Request 1:
Copy the rows word for word, starting with the first line of the rows and going on through the line with "(1255, 286)".

Selected extract:
The Most Expensive Cocktail At The World's Best Bar Is A $6,500 Sazerac

If you're looking to get a fine cocktail in very swanky surroundings in London, and if money is no object, then you absolutely need to visit the American Bar, located in the legendary Savoy Hotel. Open since 1893 and still possessing an Art Deco-inspired design from a 1920s-era renovation, the bar earned its name not due to any affinity for America but as a nod to the newfangled style of mixed drinks they were serving: "American"-style drinks, which we would now know simply as cocktails.

Browse the expansive cocktail menu at the American Bar today and you'll find that most of their drinks average anywhere from £18 ($23.63) to £25 ($32.82) — wildly expensive by anyone's standards, but still worth it due to the high quality of ingredients, the skill involved in making them, and the fact that you're drinking them at the recently-crowned best bar on earth (we also named it the world's best bar last year). But if you continue leafing through the menu, you'll get to a section titled "Vintage Cocktails," and that's where things get really pricey.

Request 2:
Reproduce the article about the American Bar, starting with "Browse the expansive" and going on through "get really pricey.", replacing "Vintage Cocktails" with "Heritage Cocktails".

Input rows:

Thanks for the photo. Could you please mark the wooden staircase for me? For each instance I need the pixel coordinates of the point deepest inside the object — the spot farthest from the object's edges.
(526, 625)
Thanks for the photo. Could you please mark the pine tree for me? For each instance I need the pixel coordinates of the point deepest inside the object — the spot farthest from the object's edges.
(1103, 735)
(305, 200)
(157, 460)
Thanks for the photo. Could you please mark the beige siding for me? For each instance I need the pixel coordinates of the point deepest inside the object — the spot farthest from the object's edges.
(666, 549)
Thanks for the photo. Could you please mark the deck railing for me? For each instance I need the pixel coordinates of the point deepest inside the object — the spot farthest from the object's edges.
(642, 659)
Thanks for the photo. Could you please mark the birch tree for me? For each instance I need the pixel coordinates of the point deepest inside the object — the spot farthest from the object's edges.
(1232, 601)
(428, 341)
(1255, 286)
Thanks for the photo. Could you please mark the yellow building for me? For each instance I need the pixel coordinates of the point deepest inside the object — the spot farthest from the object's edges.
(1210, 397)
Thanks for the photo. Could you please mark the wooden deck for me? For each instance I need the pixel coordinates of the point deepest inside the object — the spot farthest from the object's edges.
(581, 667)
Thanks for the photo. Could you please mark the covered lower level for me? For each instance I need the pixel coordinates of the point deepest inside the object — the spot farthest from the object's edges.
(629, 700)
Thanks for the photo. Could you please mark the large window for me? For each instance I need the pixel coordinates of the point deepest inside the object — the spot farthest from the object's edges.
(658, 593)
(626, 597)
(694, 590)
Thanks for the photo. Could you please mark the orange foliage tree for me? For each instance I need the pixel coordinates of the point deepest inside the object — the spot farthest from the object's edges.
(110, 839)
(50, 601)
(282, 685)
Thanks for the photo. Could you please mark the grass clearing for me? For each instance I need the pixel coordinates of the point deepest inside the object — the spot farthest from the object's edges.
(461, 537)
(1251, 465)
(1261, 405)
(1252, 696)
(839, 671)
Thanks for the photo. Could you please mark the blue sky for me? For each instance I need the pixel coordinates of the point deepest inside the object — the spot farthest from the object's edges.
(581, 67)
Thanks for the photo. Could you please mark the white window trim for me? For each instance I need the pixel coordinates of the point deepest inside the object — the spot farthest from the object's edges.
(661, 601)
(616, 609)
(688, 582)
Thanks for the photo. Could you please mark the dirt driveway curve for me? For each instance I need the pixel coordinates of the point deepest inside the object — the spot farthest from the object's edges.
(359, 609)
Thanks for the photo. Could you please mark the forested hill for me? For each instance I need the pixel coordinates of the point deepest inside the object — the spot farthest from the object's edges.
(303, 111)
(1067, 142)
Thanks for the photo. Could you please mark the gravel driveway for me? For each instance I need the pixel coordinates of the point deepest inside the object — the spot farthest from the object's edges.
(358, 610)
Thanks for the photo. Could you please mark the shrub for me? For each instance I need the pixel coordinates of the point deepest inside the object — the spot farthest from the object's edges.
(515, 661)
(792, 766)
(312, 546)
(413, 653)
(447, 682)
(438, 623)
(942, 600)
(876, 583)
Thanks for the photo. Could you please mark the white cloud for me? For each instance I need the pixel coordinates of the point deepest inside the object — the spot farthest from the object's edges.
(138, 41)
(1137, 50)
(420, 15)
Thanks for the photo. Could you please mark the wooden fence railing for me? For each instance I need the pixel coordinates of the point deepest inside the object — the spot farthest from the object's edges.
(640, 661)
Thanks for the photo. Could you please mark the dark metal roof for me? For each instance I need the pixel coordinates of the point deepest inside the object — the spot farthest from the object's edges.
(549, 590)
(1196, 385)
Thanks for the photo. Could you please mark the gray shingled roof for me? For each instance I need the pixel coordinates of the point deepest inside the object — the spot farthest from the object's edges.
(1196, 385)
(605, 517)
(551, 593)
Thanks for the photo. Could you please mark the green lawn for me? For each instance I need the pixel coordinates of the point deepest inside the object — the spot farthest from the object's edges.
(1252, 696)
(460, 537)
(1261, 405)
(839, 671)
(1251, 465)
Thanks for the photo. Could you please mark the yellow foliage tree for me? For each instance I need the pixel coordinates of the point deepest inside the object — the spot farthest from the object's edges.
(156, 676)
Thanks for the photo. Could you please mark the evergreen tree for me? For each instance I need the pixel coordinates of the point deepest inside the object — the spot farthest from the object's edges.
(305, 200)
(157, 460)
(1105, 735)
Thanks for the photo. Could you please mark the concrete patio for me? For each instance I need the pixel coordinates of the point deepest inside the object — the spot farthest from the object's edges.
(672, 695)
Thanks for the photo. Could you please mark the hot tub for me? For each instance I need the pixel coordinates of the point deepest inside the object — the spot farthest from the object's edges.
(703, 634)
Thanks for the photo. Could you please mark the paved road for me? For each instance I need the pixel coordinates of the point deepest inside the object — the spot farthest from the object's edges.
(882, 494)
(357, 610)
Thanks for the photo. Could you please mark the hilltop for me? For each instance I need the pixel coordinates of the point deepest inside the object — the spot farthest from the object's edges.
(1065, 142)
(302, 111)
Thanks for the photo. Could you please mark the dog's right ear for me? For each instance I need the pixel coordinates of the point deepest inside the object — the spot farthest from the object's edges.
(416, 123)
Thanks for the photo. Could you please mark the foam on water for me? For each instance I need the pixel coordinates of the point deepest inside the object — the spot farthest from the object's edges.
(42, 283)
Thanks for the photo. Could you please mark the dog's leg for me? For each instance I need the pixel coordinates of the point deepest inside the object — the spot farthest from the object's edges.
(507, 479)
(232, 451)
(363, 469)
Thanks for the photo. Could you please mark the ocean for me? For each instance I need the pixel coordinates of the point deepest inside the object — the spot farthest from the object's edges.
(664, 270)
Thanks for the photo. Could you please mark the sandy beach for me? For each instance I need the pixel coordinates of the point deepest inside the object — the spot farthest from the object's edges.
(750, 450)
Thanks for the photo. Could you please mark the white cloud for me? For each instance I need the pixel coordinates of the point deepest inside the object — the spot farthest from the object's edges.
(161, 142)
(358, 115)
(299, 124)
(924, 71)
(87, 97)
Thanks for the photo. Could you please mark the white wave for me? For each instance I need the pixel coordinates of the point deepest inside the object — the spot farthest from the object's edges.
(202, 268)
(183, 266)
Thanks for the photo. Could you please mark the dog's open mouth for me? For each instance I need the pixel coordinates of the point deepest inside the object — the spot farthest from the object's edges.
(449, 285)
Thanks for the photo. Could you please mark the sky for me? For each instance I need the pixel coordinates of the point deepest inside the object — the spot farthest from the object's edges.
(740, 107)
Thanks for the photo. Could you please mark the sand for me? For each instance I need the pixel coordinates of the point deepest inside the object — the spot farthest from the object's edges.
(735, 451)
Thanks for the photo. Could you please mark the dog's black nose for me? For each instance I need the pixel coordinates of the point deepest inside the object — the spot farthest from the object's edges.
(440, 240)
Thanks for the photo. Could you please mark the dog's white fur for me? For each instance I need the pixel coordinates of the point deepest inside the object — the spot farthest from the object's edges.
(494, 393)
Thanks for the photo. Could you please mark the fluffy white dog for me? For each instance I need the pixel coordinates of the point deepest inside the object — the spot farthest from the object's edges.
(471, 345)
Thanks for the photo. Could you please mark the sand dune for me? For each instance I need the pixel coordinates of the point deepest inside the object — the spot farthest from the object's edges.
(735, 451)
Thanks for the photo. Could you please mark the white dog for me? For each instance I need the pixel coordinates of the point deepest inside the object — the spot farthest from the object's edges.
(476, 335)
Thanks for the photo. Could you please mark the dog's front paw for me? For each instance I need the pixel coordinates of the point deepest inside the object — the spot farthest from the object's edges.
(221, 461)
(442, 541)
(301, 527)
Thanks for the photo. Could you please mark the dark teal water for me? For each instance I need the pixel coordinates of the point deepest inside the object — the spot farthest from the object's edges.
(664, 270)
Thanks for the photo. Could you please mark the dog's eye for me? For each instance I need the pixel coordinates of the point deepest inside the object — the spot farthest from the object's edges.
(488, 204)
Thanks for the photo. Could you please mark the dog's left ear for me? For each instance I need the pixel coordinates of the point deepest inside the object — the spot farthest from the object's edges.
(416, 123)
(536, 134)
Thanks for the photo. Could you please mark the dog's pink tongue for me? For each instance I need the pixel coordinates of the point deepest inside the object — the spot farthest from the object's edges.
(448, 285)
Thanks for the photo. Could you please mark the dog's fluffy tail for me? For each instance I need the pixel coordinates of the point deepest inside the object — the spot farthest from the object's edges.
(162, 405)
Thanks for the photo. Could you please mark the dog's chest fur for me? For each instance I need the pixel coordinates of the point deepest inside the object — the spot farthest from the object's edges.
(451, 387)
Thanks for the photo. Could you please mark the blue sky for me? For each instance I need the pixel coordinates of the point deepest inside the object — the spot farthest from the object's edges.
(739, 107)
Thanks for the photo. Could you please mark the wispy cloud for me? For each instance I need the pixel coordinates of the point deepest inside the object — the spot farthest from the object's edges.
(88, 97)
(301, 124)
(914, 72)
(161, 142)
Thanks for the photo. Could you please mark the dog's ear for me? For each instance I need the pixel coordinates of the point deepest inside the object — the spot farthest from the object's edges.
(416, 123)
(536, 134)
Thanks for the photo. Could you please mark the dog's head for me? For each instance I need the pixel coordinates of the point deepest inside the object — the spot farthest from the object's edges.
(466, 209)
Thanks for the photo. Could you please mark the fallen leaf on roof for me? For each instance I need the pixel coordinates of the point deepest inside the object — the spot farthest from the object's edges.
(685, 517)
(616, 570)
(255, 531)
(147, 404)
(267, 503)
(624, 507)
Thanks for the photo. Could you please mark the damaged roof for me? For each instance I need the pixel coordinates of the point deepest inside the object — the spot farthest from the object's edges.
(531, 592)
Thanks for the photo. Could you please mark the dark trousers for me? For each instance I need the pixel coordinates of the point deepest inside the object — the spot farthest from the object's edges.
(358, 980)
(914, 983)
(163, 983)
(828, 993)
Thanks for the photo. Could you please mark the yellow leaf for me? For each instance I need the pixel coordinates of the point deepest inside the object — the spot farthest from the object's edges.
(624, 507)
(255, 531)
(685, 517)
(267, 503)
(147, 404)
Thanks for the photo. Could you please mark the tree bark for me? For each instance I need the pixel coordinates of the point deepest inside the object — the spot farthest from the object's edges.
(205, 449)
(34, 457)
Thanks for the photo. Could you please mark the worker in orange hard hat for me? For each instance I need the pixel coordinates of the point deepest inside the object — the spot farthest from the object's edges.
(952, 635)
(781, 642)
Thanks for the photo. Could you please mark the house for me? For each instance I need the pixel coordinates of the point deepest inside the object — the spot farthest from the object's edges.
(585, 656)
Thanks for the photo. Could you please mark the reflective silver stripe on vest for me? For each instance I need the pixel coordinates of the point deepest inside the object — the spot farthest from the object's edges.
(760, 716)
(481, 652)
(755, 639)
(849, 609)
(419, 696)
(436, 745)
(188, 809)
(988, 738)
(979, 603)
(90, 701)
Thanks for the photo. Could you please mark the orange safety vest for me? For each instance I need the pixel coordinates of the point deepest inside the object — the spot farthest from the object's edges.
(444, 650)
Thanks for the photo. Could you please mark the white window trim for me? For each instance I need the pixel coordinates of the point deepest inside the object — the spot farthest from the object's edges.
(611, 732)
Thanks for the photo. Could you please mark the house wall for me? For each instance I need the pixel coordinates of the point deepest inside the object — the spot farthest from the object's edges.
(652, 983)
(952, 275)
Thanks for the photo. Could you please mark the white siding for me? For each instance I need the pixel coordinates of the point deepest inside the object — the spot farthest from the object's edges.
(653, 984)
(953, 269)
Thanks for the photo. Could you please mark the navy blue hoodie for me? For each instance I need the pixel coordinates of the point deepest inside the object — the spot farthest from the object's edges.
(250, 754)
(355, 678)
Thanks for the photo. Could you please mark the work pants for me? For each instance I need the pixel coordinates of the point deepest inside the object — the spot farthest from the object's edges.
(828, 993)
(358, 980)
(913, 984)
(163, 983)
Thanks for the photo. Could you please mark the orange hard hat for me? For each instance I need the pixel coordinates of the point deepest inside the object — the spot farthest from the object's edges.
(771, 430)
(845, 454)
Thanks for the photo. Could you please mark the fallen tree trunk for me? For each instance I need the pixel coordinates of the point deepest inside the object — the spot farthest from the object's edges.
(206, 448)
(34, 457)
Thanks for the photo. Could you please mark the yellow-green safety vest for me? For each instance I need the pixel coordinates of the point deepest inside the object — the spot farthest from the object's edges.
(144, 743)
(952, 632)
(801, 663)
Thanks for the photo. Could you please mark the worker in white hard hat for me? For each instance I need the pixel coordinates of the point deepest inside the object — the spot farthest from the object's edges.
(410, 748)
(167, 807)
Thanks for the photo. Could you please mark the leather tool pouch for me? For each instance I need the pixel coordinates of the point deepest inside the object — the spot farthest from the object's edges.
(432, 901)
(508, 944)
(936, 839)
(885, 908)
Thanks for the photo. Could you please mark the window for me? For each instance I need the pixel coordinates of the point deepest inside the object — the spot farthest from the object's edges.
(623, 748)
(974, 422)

Task solution 1:
Thanks for the photo. Could you please mark the wooden staircase for me? For each instance I need the pixel coordinates of the point deepest inside the object — the spot farthest from the object's edges.
(526, 625)
Thanks for the photo. Could you please mark the pine tree for me? For each instance I need the pixel coordinates of the point deepest inside the object — the spot farthest from the object's edges.
(1103, 735)
(305, 200)
(157, 460)
Thanks for the photo. Could you please mark the beige siding for me? For each instance I need the pixel coordinates of the point deepest inside the object — the spot farthest from the object's edges.
(666, 549)
Thanks for the photo. Could you please mark the deck railing for me? For each instance I need the pixel coordinates of the point deepest inside the object — the spot farthest from the object's edges.
(642, 659)
Thanks for the photo. Could you please mark the birch tree for me? For each instance I need the pixel coordinates of the point deepest inside the object — the spot farthest from the object's edges.
(1232, 601)
(428, 341)
(1255, 286)

Task solution 2:
Browse the expansive cocktail menu at the American Bar today and you'll find that most of their drinks average anywhere from £18 ($23.63) to £25 ($32.82) — wildly expensive by anyone's standards, but still worth it due to the high quality of ingredients, the skill involved in making them, and the fact that you're drinking them at the recently-crowned best bar on earth (we also named it the world's best bar last year). But if you continue leafing through the menu, you'll get to a section titled "Heritage Cocktails," and that's where things get really pricey.